Extract:
I am trying to learn CUDA and I am now stuck at running a simple nvprof command.
I am testing a simple script in both C++ and Fortran using CUDA. The CUDA kernels test two different ways of performing a simple task with the intent to show the importance of the branch divergence issue.
When I run
nvprof --metrics branch_efficiency ./codeCpp.x
(i.e., on the c++ code) the command works but when I try the same thing on the corresponding fortran code, it doesn't. What is curious is that a simple <nvprof ./codeFortran.x> on the fortran executable will show an output, but anything with the <--metrics> flag will not.
Below I paste some info: (note both codes compile fine and do not produce any runtime error).
I am using Ubuntu 20
Anyone can help to understand this issue? Thank you
===================== c++ code
#include "cuda_runtime.h"
#include "device_launch_parameters.h"
#include <stdio.h>
#include <stdlib.h>
#include "cuda.h"
#include "device_launch_parameters.h"
#include "cuda_common.cuh"
// kernel without divergence
__global__ void code_without_divergence(){
// compute unique grid index
int gid = blockIdx.x * blockDim.x + threadIdx.x;
// define some local variables
float a, b;
a = b = 0.0;
// compute the warp index
int warp_id = gid/32;
// conditional statement based on the warp id
if (warp_id % 2 == 0)

Exercises to complete:
(A) Answer from the CUDA profiling post above:
(i) Which operating system is the poster using?
(ii) What metric name follows the --metrics flag in the command that works on the C++ executable?
(iii) In the C++ kernel, what expression gives the value of warp_id?
(B) Go on with the CUDA profiling post above, starting right after its last line of code.

Source data:
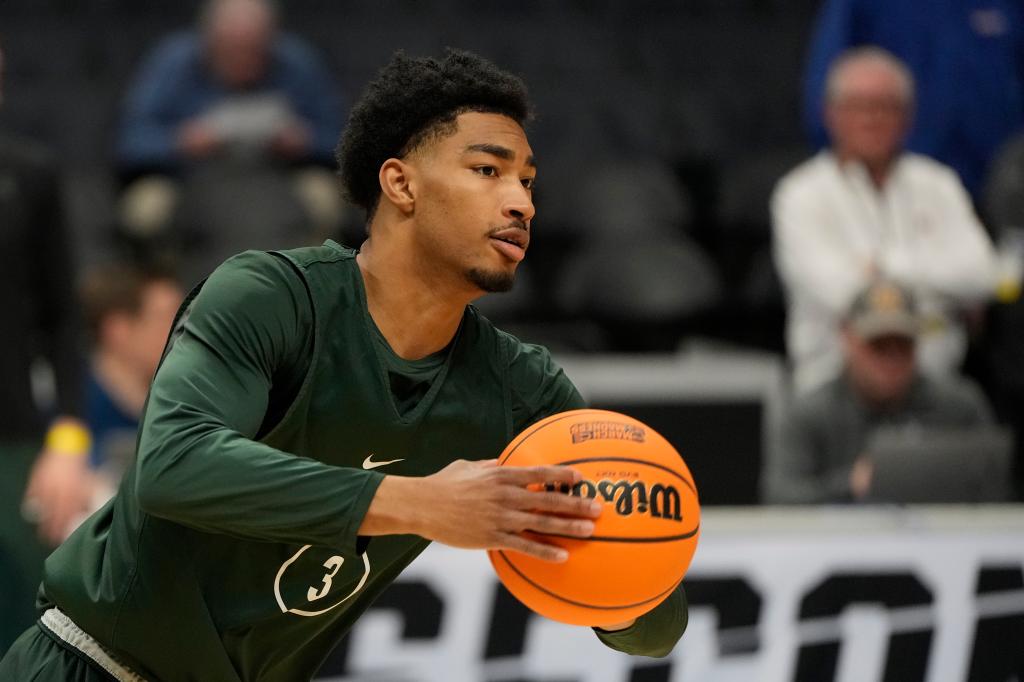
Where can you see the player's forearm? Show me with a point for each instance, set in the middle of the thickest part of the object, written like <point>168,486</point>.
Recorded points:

Exercise answers:
(A)
(i) Ubuntu 20
(ii) branch_efficiency
(iii) gid/32

(B)
{
a = 150.0;
b = 50.0;
}
else
{
a = 200.0;
b = 75.0;
};
}
// kernel with divergence
__global__ void code_with_divergence(){
// compute unique grid index
int gid = blockIdx.x * blockDim.x + threadIdx.x;
// define some local variables
float a, b;
a = b = 0.0;
// conditional statement based on the gid. This will force difference
// code branches within the same warp.
if (gid % 2 == 0)
{
a = 150.0;
b = 50.0;
}
else
{
a = 200.0;
b = 75.0;
};
}
int main (int argc, char** argv){
// set the block size
int size = 1 << 22;
dim3 block_size(128);
dim3 grid_size((size + block_size.x-1)/block_size.x);
code_without_divergence <<< grid_size, block_size>>>();
cudaDeviceSynchronize();
code_with_divergence <<<grid_size, block_size>>>();
cudaDeviceSynchronize();
cudaDeviceReset();
return EXIT_SUCCESS;
};
================ Fortran code
MODULE CUDAUtils
USE cudafor
IMPLICIT NONE
CONTAINS
! code without divergence routine
ATTRIBUTES(GLOBAL) SUBROUTINE code_without_divergence()
IMPLICIT NONE
!> local variables
INTEGER :: threadId, warpIdx
REAL(KIND=8) :: a,b
! get the unique threadID
threadId = (blockIdx%y-1) * gridDim%x * blockDim%x + &
(blockIdx%x-1) * blockDim%x + (threadIdx%x-1)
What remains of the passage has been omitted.